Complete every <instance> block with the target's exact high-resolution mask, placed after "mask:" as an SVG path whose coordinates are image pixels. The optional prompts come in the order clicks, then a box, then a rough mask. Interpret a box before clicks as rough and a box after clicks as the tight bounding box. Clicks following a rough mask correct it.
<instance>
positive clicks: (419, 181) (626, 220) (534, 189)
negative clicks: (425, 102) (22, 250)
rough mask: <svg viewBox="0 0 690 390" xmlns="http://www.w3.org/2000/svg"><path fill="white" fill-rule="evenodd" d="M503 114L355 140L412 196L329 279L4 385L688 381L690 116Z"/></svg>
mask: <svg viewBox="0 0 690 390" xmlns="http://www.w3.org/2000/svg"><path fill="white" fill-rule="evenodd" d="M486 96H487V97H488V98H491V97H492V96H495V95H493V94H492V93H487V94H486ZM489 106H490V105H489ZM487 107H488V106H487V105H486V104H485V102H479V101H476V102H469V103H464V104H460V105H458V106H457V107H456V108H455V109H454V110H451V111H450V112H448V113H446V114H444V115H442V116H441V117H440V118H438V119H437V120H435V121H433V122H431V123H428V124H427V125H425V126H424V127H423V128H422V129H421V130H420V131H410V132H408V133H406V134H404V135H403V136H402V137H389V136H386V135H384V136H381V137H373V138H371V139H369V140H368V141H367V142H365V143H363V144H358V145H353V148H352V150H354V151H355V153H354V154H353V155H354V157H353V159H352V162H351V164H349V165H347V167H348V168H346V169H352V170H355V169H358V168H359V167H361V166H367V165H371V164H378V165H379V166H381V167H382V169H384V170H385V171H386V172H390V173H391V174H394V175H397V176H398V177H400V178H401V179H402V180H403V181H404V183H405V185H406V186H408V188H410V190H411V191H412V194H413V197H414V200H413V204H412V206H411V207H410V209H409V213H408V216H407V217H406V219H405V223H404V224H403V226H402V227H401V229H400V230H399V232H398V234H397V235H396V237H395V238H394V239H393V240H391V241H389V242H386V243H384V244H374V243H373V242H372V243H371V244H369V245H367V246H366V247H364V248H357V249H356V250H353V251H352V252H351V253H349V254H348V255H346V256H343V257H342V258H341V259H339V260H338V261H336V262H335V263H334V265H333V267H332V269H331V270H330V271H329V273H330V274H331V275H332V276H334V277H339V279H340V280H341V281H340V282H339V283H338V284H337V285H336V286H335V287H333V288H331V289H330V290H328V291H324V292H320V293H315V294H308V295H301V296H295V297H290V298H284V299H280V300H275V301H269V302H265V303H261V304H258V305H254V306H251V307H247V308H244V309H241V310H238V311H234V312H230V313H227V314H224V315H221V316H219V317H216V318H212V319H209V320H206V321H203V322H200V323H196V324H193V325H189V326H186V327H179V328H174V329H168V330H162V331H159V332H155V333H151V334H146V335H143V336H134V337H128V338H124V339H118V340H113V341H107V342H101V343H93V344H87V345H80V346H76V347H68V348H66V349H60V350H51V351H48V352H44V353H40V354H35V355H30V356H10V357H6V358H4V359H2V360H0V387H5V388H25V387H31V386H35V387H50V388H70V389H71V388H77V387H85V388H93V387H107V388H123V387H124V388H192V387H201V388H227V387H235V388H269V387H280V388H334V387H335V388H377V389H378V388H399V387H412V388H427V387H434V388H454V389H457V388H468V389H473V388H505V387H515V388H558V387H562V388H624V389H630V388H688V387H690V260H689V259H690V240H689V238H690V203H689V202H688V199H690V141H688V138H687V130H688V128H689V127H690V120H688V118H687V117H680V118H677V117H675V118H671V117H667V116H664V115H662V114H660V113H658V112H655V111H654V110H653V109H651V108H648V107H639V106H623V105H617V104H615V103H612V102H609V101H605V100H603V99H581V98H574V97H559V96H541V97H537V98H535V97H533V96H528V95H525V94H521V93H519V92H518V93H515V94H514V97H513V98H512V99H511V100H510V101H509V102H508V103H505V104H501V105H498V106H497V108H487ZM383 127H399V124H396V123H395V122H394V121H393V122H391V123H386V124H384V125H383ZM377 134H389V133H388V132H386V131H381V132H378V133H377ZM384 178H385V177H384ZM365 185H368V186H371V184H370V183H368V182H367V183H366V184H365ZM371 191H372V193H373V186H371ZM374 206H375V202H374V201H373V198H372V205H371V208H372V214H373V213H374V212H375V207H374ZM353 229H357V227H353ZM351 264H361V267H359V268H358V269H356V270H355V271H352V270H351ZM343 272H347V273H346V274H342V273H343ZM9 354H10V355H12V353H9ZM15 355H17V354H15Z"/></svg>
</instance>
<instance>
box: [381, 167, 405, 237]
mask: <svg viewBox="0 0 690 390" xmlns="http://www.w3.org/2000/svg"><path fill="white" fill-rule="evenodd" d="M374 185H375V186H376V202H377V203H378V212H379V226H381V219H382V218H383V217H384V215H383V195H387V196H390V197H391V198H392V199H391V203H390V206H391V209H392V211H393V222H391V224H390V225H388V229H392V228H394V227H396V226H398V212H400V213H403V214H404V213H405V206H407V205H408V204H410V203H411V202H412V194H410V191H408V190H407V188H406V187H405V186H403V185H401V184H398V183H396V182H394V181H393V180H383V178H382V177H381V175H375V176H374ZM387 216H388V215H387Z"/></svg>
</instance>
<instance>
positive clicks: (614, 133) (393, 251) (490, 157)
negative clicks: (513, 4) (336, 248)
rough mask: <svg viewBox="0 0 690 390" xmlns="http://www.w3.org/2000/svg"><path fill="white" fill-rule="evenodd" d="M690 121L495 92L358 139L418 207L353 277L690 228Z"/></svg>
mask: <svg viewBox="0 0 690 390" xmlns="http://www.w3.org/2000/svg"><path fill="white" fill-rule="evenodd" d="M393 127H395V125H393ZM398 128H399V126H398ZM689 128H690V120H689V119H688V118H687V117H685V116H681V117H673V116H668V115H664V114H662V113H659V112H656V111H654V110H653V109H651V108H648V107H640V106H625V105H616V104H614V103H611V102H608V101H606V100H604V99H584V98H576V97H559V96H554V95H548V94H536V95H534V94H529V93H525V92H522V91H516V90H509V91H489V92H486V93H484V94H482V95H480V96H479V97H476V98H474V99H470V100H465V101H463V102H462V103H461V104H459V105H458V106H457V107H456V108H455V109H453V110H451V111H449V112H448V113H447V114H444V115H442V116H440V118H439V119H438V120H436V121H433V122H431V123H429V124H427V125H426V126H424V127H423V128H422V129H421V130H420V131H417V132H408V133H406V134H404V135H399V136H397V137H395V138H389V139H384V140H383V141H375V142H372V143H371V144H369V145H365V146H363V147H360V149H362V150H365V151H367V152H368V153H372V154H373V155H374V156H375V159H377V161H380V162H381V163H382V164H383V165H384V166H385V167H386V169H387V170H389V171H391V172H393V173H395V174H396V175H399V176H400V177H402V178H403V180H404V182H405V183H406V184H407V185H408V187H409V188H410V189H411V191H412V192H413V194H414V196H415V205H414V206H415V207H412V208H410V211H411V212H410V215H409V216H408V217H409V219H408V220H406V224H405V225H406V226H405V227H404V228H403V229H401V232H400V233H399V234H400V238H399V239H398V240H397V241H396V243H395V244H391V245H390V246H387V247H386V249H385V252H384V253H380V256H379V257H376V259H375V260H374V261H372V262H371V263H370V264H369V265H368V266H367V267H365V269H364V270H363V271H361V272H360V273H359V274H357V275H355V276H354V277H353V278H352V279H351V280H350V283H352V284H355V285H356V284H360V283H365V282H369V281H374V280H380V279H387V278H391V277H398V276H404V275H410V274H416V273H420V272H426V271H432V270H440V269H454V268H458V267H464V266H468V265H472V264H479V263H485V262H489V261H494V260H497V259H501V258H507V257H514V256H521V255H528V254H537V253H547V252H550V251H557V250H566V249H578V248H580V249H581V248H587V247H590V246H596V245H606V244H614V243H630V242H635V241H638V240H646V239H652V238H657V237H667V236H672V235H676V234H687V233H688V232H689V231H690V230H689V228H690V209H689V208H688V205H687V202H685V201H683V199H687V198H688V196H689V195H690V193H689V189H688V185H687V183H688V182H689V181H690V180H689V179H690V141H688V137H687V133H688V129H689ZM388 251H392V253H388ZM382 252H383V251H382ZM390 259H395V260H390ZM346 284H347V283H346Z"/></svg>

YOUR ASSIGNMENT
All that is wanted is the stretch of lines above from the one containing "positive clicks: (419, 181)" through the one containing "negative clicks: (425, 102) (22, 250)", duplicated exactly.

YOUR SOLUTION
positive clicks: (419, 181) (626, 220) (534, 189)
negative clicks: (425, 102) (22, 250)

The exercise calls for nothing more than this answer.